> _Отрывок текста_
---+---
Шестая колонна, в которой со своим полком находился Платов, имела при себе деревянные лестницы. По сигналу к атаке его казаки, несмотря на глубокий снег, быстро преодолели расстояние до крепостных стен. Турки встретили донцов ожесточенным ружейным и артиллерийским огнем. Тогда Платов стремительно изменил направление атаки и зашел противнику в тыл со стороны земляных окопов, располагавшихся перед замком Гассан-паши. Завязалась кровавая рукопашная схватка. Крики сражающихся, предсмертные стоны убитых покрыли поле сражения, валы и крепостные стены. Наконец, турки были выбиты из земляного ретраншемента, а вскоре общими усилиями русские ворвались в крепость. Бой в самой крепости длился около часа. К девяти часам дня Очаков пал.
---+---
> _Строки данных_

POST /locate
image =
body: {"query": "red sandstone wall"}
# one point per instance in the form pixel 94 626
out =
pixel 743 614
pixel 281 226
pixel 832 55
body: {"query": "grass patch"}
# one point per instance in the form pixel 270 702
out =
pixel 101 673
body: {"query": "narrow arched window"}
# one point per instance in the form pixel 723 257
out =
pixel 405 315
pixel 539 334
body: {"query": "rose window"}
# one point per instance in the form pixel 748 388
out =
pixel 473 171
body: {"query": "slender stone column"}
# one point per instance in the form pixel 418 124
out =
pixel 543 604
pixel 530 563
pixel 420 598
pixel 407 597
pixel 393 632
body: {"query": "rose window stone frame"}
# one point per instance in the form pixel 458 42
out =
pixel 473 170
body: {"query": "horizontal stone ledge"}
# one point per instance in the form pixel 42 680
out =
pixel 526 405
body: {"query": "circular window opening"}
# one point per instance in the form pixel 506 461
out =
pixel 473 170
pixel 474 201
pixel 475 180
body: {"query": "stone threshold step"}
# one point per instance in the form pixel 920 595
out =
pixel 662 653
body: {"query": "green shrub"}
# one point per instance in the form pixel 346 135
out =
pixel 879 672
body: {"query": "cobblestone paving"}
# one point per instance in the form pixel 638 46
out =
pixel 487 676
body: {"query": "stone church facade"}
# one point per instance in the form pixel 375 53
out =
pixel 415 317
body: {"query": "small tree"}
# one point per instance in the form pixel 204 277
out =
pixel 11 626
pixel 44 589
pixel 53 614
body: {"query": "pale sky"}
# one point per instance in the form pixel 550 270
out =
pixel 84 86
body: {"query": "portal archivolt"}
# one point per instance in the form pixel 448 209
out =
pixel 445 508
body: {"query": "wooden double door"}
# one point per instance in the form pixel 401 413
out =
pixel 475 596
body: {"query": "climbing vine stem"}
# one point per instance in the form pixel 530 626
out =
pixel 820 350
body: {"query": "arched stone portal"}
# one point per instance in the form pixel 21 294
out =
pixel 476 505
---+---
> _Задание A_
Ответьте по тексту о штурме Очакова:
(i) Что имела при себе шестая колонна?
(ii) Перед каким замком располагались земляные окопы?
(iii) Сколько длился бой в самой крепости?
> _Задание B_
Продолжите текст о штурме Очакова, начав сразу после его последнего предложения.
Строки взяты из другого источника, не из текста о штурме Очакова.

> _Ответ A_
(i) Деревянные лестницы.
(ii) Перед замком Гассан-паши.
(iii) Около часа.

> _Ответ B_
Убитыми турки потеряли 8700 человек, в том числе 283 офицера. В плен попало 4000 турок вместе с комендантом Гуссен-пашой, три паши и 448 офицеров[82]. В качестве трофеев было захвачено 310 орудий и 180 знамен. У русских во время штурма погибли генерал-майор С. А. Волконский, бригадир И. П. Горич, три штаб-офицера, 25 обер-офицеров и 936 солдат; ранено было почти 5 тысяч человек[83]. По другим данным, общие потери русских убитыми и ранеными составили 4800 человек[84].
Взятие сильноукрепленного с опытным, храбрым и многочисленным гарнизоном Очакова произвело гнетущее впечатление на европейские государства, завидовавшие воинской славе россиян. Союзники-австрийцы говорили, что теперь «русский флот из Очакова в два дня может приплыть к Дарданеллы»[85]. Российский посол в Турции Булгаков с радостью сообщал светлейшему князю Потемкину: «Взятие Очакова привело здесь не только турок вообще, но и известных наших врагов и завистников в крайнюю робость. Султан, совет, большие бороды – плачут; все желают мира»[86]. Вскоре султан Абдул-Гамид, уверенный в неприступности Очакова, скончался при ошеломляющем известии о падении этой крепости.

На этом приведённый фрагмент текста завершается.